■ TASK PROMPT: The entries are to be given again in full. Every word must match.

■ Phrase grounding data:
---*---

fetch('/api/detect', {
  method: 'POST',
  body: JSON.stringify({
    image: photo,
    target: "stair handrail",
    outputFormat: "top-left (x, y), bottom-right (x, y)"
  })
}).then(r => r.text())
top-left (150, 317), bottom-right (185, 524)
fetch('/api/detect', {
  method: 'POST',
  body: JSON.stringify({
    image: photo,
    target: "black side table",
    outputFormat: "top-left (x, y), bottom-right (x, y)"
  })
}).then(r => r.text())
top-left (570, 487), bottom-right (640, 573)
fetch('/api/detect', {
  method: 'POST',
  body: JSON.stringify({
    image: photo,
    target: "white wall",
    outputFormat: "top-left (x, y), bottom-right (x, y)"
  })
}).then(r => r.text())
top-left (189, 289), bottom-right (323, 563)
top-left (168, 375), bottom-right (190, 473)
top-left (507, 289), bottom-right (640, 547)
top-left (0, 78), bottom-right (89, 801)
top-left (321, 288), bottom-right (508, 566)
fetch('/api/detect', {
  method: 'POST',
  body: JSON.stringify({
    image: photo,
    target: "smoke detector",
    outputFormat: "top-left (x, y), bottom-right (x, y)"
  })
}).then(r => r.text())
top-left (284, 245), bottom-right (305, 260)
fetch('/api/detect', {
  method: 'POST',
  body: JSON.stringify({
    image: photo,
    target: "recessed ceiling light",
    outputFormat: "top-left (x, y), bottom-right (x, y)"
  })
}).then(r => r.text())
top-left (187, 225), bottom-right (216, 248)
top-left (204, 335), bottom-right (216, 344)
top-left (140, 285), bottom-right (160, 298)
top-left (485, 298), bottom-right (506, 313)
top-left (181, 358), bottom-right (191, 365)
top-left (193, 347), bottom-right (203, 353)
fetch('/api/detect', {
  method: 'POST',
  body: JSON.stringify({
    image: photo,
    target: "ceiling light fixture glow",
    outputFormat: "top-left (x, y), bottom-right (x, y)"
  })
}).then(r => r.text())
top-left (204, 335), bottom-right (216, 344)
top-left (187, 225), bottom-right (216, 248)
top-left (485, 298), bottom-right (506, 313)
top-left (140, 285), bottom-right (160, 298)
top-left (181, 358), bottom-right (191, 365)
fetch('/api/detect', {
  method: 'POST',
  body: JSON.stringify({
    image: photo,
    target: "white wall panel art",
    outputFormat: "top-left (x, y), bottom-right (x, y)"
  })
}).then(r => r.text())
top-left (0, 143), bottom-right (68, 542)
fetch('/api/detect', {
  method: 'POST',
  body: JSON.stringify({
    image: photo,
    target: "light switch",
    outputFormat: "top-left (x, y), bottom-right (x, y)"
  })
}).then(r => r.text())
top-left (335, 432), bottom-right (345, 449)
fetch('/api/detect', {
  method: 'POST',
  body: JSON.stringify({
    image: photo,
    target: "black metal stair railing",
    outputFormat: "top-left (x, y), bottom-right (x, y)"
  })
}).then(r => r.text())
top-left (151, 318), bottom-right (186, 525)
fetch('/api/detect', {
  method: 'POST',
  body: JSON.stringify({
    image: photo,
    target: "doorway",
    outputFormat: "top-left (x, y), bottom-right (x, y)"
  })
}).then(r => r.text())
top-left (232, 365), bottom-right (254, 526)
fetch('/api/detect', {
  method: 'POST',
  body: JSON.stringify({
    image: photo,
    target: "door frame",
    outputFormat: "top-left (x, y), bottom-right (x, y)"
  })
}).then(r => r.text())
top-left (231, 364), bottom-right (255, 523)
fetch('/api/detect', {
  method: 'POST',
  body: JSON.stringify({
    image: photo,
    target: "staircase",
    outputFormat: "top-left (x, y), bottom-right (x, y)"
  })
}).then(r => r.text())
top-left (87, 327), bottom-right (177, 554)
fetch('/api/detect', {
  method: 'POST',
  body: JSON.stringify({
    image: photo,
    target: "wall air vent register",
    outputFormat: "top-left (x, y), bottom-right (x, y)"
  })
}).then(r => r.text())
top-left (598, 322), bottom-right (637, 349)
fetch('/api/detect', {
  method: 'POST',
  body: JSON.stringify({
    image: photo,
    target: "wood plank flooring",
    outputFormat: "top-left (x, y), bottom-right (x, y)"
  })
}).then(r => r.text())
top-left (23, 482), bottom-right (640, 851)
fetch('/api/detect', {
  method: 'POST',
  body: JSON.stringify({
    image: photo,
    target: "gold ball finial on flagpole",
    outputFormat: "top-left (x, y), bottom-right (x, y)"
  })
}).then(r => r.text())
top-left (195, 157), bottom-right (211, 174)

---*---

■ TASK OUTPUT:
fetch('/api/detect', {
  method: 'POST',
  body: JSON.stringify({
    image: photo,
    target: "stair handrail",
    outputFormat: "top-left (x, y), bottom-right (x, y)"
  })
}).then(r => r.text())
top-left (150, 317), bottom-right (185, 524)
fetch('/api/detect', {
  method: 'POST',
  body: JSON.stringify({
    image: photo,
    target: "black side table",
    outputFormat: "top-left (x, y), bottom-right (x, y)"
  })
}).then(r => r.text())
top-left (570, 487), bottom-right (640, 573)
fetch('/api/detect', {
  method: 'POST',
  body: JSON.stringify({
    image: photo,
    target: "white wall",
    outputFormat: "top-left (x, y), bottom-right (x, y)"
  })
}).then(r => r.text())
top-left (189, 289), bottom-right (323, 563)
top-left (168, 375), bottom-right (190, 473)
top-left (507, 289), bottom-right (640, 547)
top-left (0, 78), bottom-right (89, 801)
top-left (321, 288), bottom-right (508, 566)
fetch('/api/detect', {
  method: 'POST',
  body: JSON.stringify({
    image: photo,
    target: "smoke detector",
    outputFormat: "top-left (x, y), bottom-right (x, y)"
  })
}).then(r => r.text())
top-left (284, 245), bottom-right (305, 260)
fetch('/api/detect', {
  method: 'POST',
  body: JSON.stringify({
    image: photo,
    target: "recessed ceiling light",
    outputFormat: "top-left (x, y), bottom-right (x, y)"
  })
}).then(r => r.text())
top-left (187, 225), bottom-right (216, 248)
top-left (204, 335), bottom-right (216, 344)
top-left (140, 285), bottom-right (160, 298)
top-left (485, 298), bottom-right (506, 313)
top-left (181, 358), bottom-right (191, 365)
top-left (193, 347), bottom-right (203, 353)
fetch('/api/detect', {
  method: 'POST',
  body: JSON.stringify({
    image: photo,
    target: "ceiling light fixture glow",
    outputFormat: "top-left (x, y), bottom-right (x, y)"
  })
}).then(r => r.text())
top-left (204, 335), bottom-right (216, 344)
top-left (187, 225), bottom-right (216, 248)
top-left (485, 298), bottom-right (506, 313)
top-left (140, 285), bottom-right (160, 298)
top-left (181, 358), bottom-right (191, 365)
fetch('/api/detect', {
  method: 'POST',
  body: JSON.stringify({
    image: photo,
    target: "white wall panel art",
    outputFormat: "top-left (x, y), bottom-right (x, y)"
  })
}).then(r => r.text())
top-left (0, 143), bottom-right (68, 542)
fetch('/api/detect', {
  method: 'POST',
  body: JSON.stringify({
    image: photo,
    target: "light switch",
    outputFormat: "top-left (x, y), bottom-right (x, y)"
  })
}).then(r => r.text())
top-left (335, 432), bottom-right (345, 449)
fetch('/api/detect', {
  method: 'POST',
  body: JSON.stringify({
    image: photo,
    target: "black metal stair railing",
    outputFormat: "top-left (x, y), bottom-right (x, y)"
  })
}).then(r => r.text())
top-left (151, 318), bottom-right (186, 525)
fetch('/api/detect', {
  method: 'POST',
  body: JSON.stringify({
    image: photo,
    target: "doorway",
    outputFormat: "top-left (x, y), bottom-right (x, y)"
  })
}).then(r => r.text())
top-left (232, 365), bottom-right (254, 526)
fetch('/api/detect', {
  method: 'POST',
  body: JSON.stringify({
    image: photo,
    target: "door frame",
    outputFormat: "top-left (x, y), bottom-right (x, y)"
  })
}).then(r => r.text())
top-left (231, 364), bottom-right (255, 523)
fetch('/api/detect', {
  method: 'POST',
  body: JSON.stringify({
    image: photo,
    target: "staircase",
    outputFormat: "top-left (x, y), bottom-right (x, y)"
  })
}).then(r => r.text())
top-left (87, 327), bottom-right (177, 554)
fetch('/api/detect', {
  method: 'POST',
  body: JSON.stringify({
    image: photo,
    target: "wall air vent register",
    outputFormat: "top-left (x, y), bottom-right (x, y)"
  })
}).then(r => r.text())
top-left (598, 322), bottom-right (637, 349)
fetch('/api/detect', {
  method: 'POST',
  body: JSON.stringify({
    image: photo,
    target: "wood plank flooring",
    outputFormat: "top-left (x, y), bottom-right (x, y)"
  })
}).then(r => r.text())
top-left (23, 482), bottom-right (640, 851)
fetch('/api/detect', {
  method: 'POST',
  body: JSON.stringify({
    image: photo,
    target: "gold ball finial on flagpole",
    outputFormat: "top-left (x, y), bottom-right (x, y)"
  })
}).then(r => r.text())
top-left (195, 157), bottom-right (211, 174)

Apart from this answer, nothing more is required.